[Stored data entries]
* * * * *

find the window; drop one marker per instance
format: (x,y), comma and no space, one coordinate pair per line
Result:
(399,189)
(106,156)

* * * * *

> [Assignment] Using the data above, output each line exactly.

> [Response]
find the window; drop one marker per instance
format: (x,y), comma and no space, one coordinate pair per line
Result:
(399,189)
(106,156)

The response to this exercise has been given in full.